*** Opening of Input ***
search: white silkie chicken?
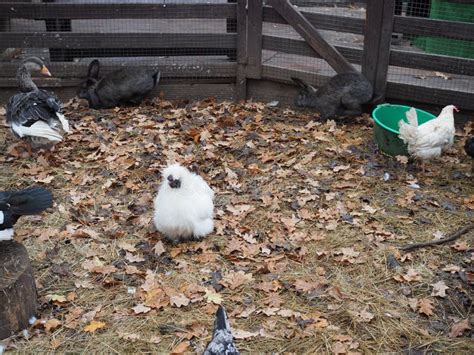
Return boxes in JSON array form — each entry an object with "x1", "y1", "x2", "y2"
[
  {"x1": 398, "y1": 105, "x2": 458, "y2": 172},
  {"x1": 153, "y1": 163, "x2": 214, "y2": 243}
]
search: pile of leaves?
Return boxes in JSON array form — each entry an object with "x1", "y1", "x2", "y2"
[{"x1": 0, "y1": 98, "x2": 472, "y2": 353}]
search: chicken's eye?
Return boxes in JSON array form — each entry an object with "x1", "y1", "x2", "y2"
[{"x1": 167, "y1": 175, "x2": 173, "y2": 182}]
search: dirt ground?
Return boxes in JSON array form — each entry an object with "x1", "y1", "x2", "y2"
[{"x1": 0, "y1": 98, "x2": 473, "y2": 353}]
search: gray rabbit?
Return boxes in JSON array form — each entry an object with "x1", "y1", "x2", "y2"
[
  {"x1": 292, "y1": 72, "x2": 374, "y2": 119},
  {"x1": 78, "y1": 59, "x2": 160, "y2": 109}
]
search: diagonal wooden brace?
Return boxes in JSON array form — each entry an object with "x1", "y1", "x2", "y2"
[{"x1": 267, "y1": 0, "x2": 356, "y2": 74}]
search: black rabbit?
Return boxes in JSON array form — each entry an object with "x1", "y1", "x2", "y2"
[
  {"x1": 292, "y1": 72, "x2": 374, "y2": 119},
  {"x1": 78, "y1": 59, "x2": 160, "y2": 109}
]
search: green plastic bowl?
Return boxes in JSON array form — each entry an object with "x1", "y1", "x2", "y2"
[{"x1": 372, "y1": 104, "x2": 436, "y2": 157}]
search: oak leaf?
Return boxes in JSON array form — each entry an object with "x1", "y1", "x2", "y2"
[
  {"x1": 417, "y1": 298, "x2": 434, "y2": 316},
  {"x1": 448, "y1": 319, "x2": 471, "y2": 338},
  {"x1": 83, "y1": 320, "x2": 106, "y2": 333}
]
*** Close of Input ***
=== Exercise ===
Transcribe the records above exactly as they appear, leaving out any pictures.

=== Answer for this exercise ===
search: white silkie chicken?
Return boxes in JSON array form — each entry an object with "x1", "y1", "x2", "y2"
[
  {"x1": 398, "y1": 105, "x2": 458, "y2": 172},
  {"x1": 153, "y1": 163, "x2": 214, "y2": 243}
]
search: pile of leaves?
Return boxes in JSON array form — each entry an object with "x1", "y1", "x2", "y2"
[{"x1": 0, "y1": 98, "x2": 472, "y2": 353}]
search: chicken's eye?
Return boxes in JSON array form — each entry an object with "x1", "y1", "x2", "y2"
[{"x1": 167, "y1": 175, "x2": 173, "y2": 182}]
search: dirt ground?
Return boxes in JSON array form — each entry an object with "x1", "y1", "x2", "y2"
[{"x1": 0, "y1": 98, "x2": 473, "y2": 353}]
search: gray rabbit?
Return boxes in JSON array form — each entry an object with "x1", "y1", "x2", "y2"
[
  {"x1": 292, "y1": 72, "x2": 374, "y2": 119},
  {"x1": 78, "y1": 59, "x2": 160, "y2": 109}
]
search: diagonal wooden brace?
Return boxes in JSON array form — each entry an object with "x1", "y1", "x2", "y2"
[{"x1": 267, "y1": 0, "x2": 356, "y2": 74}]
search: black rabbit?
Return boxes in JSON array form — each entry an object with "x1", "y1", "x2", "y2"
[
  {"x1": 292, "y1": 72, "x2": 374, "y2": 119},
  {"x1": 78, "y1": 59, "x2": 160, "y2": 109}
]
search: green plastic bowl?
Return boxes in JSON array form — each entry an object with "x1", "y1", "x2", "y2"
[{"x1": 372, "y1": 104, "x2": 436, "y2": 157}]
search: oak leaf?
Return boxes in JSON array form — each entry an object with "x1", "y1", "x2", "y2"
[
  {"x1": 417, "y1": 298, "x2": 434, "y2": 316},
  {"x1": 448, "y1": 319, "x2": 471, "y2": 338},
  {"x1": 83, "y1": 320, "x2": 106, "y2": 333}
]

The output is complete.